◆ **Task brief**
According to the fraud prevention post, how low might the share of fraudulent applications be?

-- Start of Text shown --

Nov 2019 | Fraud Prevention | Fraud, Identity Verification
By Posted by Mike Ireland

Let’s take a simple sentence and think about it for a minute – “Most people are inherently good”.

Most people are not fraudsters.

This is important because it means we need to think more about not how we find and stop fraud but how can we make it so the majority of the population can access the services they are eligible for. But what does it actually mean? As an example, only a fraction of applications are fraudulent and this is depending on product/service, demographic and perception of detection. Let’s suggest this could be as low as 0.5% and as part of this process we could refer up to 20% of applications for fraud and 5-10% for electronic identification. If we also look at the recent phenomenon of push payment fraud, even though the loss numbers are large and numbers affected are sizeable, the actual percentage of losses compared to genuine transactions is miniscule.


Most fraud defences look to find the inconsistencies, patterns and linkages for an event but do not take into account the fact that most people are genuine. We look for the negative and reasons to decline instead of reasons to accept. Sometimes this can mean our hidden biases come into play from an investigative and referral management point of view. There is also a risk of certain name patterns, locations and nationalities coming under heightened scrutiny (and these decisions can influence subsequent activity such as machine learning or scorecards).

-- End of Text shown --
-- Start of Entries provided --

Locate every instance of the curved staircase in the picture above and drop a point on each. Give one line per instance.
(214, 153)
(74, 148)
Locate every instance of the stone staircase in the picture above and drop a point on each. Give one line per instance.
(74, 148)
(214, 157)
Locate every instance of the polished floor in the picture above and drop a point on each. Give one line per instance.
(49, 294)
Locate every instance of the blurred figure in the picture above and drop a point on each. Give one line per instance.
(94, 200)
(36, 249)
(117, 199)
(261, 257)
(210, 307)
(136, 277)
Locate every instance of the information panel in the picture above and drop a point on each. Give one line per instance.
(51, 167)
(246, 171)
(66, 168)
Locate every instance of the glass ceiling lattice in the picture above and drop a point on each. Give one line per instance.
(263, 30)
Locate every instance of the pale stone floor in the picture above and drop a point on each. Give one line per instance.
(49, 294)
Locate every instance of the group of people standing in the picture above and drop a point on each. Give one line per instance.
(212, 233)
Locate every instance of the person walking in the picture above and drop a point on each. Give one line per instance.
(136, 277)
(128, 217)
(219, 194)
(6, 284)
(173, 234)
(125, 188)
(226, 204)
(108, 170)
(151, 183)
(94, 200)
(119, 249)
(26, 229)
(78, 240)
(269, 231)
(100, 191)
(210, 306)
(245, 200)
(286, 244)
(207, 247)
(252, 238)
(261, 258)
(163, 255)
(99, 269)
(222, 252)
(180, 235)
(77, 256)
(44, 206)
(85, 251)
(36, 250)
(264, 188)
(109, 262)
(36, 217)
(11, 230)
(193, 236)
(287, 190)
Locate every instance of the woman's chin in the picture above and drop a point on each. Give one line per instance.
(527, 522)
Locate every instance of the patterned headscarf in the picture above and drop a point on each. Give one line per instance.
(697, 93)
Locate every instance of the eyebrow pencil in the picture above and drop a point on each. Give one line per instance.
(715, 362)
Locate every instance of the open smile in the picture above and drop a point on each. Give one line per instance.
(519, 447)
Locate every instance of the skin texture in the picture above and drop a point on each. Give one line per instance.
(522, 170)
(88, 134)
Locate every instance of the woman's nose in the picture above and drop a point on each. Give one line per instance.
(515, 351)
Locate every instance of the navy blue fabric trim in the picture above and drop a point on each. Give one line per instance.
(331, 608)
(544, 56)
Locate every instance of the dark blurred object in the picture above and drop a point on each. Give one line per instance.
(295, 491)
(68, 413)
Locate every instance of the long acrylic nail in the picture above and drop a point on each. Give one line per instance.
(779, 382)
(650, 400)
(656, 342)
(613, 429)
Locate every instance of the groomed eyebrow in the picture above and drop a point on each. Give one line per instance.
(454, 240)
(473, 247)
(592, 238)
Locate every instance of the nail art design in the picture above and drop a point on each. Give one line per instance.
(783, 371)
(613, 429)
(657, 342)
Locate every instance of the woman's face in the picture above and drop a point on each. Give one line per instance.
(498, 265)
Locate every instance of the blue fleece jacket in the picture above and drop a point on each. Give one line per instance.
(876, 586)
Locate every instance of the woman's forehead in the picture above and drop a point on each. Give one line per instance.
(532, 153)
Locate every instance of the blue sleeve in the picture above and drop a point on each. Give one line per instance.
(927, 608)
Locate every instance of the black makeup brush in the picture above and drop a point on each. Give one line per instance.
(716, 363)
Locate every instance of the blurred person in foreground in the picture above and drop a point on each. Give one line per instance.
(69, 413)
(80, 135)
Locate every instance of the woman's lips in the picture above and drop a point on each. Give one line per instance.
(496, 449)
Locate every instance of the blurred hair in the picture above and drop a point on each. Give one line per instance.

-- End of Entries provided --

◆ **Task solution**
As low as 0.5%.